O bispo que
nunca traiu os pobres
Francisco Frassales Cartaxo
Dom José Rodrigues de Souza morreu
Goiânia no dia 9 deste mês, aos 86 anos, vítima de pneumonia contraída em
hospital onde foi internado para tratamento de hidrocefalia. Nascido em Paraíba
do Sul (RJ), assumiu em 1975 a diocese baiana de Juazeiro, sua primeira e única
diocese. Ali permaneceu até 2003, desenvolvendo intensa e profícua atividade
pastoral ao lado do povo humilde, sobretudo dos trabalhadores rurais e de
minorias urbanas discriminadas. Nem sempre foi compreendido, em particular,
pelos donos do poder. Jamais abriu mão de seus princípios e convicções. Não se
curvou ante os poderosos. Antônio Carlos Magalhães, mesmo quando no auge de seu
prestígio político, foi capaz de amedrontá-lo.
Baixinho, simples, corajoso, ativo no trabalho
como pastor da Igreja Católica, dom José Rodrigues usou muito bem instrumentos
de comunicação a seu alcance para desenvolver sua missão. Criou e manteve
durante muitos anos o boletim informativo “Caminhar Juntos”, falava aos
diocesanos por intermédio da Emissora Rural – A Voz do São Francisco, de
Petrolina (programa “Semeando a verdade”), e da Rádio Educadora de Juazeiro. Em
tempo de eleição, a equipe diocesana utilizava, entre outros meios, cartilha de
orientação para ensinar o povo a votar bem. Com isso, desafiava os chefes
políticos do sertão do São Francisco, região marcada pelo mando dos coronéis,
com firme tradição de violência na luta pelo poder local, como registra a
história do século 20.
Ao saber de sua morte, recordei demoradas
conversas que tivemos em 1984, quando fui a Juazeiro realizar pesquisa para
elaborar estudo, cujo ponto de partida era a pergunta: Por que a Igreja não
transforma em votos seu imenso prestígio junto ao povo? Essa hipótese de
investigação intelectual nasceu quando, ao escrever o livro “Política nos
Currais”, eu pude constatar, empiricamente, a enorme falta de sintonia
entre a popularidade da Igreja e os resultados eleitorais. Escolhi então a
diocese de Juazeiro para começar a testar algumas hipóteses formuladas. E de
fato, Helena e eu começamos a desenvolver o projeto. A entrevista com dom José
ocorreu no dia 04 de abril de 1984.

Dados fornecidos.
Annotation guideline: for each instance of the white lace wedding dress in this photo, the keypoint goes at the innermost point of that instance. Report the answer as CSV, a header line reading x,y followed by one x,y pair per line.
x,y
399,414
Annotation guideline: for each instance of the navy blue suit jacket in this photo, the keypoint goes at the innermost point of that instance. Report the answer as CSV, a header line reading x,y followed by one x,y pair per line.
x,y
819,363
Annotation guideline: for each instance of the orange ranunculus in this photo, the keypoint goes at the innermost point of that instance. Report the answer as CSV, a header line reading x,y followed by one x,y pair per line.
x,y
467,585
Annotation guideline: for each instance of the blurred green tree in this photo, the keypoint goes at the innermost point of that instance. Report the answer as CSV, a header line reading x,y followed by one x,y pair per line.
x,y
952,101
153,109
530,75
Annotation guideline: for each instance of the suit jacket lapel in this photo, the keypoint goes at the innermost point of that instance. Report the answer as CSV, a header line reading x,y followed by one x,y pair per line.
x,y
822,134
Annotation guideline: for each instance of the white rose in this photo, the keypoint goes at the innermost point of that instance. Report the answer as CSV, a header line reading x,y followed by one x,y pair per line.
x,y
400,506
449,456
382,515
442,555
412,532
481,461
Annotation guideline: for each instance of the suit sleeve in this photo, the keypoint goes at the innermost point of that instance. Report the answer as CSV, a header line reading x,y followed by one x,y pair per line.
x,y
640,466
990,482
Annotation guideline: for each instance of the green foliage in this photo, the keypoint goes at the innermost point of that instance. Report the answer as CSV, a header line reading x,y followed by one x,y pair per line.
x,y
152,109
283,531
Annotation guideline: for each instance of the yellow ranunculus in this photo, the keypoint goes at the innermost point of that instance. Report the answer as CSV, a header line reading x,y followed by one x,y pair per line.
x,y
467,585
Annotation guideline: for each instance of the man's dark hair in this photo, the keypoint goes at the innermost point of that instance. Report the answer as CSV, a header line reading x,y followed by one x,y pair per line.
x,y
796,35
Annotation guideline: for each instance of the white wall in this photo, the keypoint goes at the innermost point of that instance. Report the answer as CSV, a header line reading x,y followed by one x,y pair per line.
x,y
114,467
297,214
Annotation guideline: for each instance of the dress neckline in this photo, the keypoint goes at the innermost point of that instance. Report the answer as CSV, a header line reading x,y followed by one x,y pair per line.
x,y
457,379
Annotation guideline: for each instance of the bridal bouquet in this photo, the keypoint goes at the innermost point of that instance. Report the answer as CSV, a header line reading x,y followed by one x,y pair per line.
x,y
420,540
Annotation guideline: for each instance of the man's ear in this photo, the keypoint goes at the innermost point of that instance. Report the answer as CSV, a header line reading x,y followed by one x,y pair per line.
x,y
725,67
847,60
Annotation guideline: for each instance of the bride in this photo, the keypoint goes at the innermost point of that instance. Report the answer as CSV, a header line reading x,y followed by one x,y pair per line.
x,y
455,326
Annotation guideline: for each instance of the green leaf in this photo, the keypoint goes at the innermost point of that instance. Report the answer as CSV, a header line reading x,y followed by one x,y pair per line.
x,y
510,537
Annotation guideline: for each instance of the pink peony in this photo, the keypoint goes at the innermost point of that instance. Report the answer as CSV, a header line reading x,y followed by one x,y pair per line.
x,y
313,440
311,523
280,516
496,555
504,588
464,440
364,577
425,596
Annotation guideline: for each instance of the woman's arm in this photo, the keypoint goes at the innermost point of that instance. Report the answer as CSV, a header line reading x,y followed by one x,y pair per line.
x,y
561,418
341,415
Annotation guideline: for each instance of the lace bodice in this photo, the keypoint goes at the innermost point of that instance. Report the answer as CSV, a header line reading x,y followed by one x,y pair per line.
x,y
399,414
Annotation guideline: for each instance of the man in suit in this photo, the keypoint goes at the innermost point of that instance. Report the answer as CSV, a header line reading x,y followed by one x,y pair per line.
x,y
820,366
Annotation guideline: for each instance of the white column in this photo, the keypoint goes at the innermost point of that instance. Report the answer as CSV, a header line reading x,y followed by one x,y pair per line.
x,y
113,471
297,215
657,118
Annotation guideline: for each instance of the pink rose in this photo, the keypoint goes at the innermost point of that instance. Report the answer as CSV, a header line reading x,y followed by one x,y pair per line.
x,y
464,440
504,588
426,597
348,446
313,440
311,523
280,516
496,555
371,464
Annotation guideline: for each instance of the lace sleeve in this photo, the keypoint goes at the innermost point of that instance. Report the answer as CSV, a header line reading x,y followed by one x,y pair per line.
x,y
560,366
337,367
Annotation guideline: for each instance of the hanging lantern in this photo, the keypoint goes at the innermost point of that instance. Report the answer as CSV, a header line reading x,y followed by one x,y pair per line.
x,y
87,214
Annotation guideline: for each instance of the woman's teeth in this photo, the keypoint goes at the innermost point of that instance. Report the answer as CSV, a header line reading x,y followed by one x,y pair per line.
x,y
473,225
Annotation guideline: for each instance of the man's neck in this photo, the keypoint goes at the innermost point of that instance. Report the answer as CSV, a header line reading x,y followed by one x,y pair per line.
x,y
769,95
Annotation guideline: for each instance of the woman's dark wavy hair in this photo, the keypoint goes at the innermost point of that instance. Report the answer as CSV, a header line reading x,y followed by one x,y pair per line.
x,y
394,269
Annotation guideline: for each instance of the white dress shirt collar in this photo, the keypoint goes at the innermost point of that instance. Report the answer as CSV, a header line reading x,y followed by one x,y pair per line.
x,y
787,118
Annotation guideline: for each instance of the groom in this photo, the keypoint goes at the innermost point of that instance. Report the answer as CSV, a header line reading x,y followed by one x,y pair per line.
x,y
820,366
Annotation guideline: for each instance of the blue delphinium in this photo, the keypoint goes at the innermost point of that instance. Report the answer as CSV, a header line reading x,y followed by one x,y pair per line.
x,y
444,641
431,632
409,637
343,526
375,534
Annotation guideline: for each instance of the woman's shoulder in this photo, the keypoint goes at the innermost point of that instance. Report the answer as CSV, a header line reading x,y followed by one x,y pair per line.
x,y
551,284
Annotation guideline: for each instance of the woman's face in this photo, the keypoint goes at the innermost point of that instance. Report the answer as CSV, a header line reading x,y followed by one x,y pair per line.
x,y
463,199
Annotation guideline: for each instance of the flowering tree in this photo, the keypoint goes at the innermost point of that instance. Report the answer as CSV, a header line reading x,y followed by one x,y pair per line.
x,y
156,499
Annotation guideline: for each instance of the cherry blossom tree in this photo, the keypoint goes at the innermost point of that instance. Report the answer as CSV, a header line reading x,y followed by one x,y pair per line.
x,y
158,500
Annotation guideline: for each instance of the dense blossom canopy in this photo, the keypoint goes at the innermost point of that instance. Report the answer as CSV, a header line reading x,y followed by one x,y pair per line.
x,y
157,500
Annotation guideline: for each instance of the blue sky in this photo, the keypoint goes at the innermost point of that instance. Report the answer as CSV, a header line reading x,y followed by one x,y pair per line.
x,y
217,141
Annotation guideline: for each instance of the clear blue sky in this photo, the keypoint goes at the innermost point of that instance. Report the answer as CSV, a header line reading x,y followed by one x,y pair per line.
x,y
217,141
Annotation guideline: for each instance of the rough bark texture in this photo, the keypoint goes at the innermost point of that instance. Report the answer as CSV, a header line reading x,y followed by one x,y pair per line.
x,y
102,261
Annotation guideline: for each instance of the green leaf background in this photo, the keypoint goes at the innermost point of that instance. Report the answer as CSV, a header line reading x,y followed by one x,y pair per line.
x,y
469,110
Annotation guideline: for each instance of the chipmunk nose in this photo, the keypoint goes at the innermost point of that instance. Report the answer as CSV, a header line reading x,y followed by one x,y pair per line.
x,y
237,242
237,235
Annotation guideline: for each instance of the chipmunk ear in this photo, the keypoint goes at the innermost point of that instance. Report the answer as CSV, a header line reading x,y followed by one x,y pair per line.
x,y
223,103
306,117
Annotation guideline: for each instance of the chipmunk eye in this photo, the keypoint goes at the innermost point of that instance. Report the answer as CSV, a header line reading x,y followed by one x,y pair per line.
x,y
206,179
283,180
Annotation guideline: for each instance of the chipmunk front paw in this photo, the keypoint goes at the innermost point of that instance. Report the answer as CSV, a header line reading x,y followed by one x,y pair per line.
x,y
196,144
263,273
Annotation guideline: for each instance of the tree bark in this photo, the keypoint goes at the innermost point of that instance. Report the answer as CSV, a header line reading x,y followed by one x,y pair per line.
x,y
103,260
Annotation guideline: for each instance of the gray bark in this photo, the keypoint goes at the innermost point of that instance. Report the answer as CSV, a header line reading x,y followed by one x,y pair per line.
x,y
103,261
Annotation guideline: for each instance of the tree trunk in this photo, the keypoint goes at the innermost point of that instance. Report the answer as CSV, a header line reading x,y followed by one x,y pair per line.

Tarefas e exercícios.
1 – Segundo o texto sobre dom José Rodrigues de Souza, qual era o nome do boletim informativo que ele criou e manteve por muitos anos?
2 – Dê continuidade ao texto sobre dom José Rodrigues de Souza, começando logo depois da frase final, que menciona a entrevista de 4 de abril de 1984.

Respostas por tarefa.
1 – “Caminhar Juntos”.

2 –
Passados 28 anos, releio com emoção, o roteiro
da pesquisa, as anotações daquele encontro fundamental, todas registradas num
caderno amarelecido, guardado em meus arquivos de papéis velhos. Junto estão
dezenas de exemplares do “Caminhar Juntos”, de folhetos e recortes de
jornais que dom José me deu ou me enviou nos meses seguintes. Naquele caderno
encontrei um bilhete de dom José dirigido a um seu diocesano de Sobradinho
nestes termos:
“Apresento-lhe o casal Cartaxo Rolim e
Helena que escolheram a Diocese de Juazeiro para campo de pesquisa sobre
eleições. Já escreveram um livro sobre isso. É gente de confiança! Um abraço de
D. José”.
Por desventura, o estudo não foi concluído.
Dois meses depois da visita a dom José, Helena teve diagnosticado, com brutal
atraso, um câncer no pâncreas que a consumiu antes do fim de 1984. O impacto da
viuvez repentina alterou o curso de minha vida e o projeto do livro ficou
arquivado. Agora, recordo dom José Rodrigues diante do seu voo para o céu. Deus
a seu lado sabe que a frase “Nunca trai os pobres”, por ele pronunciada,
ao despedir-se da diocese de Juazeiro, é a mais pura verdade. Um legado da sua
vida.
Frassales Cartaxo - é cajazeirense, escritor e filho do saudoso poeta Cristiano Cartaxo.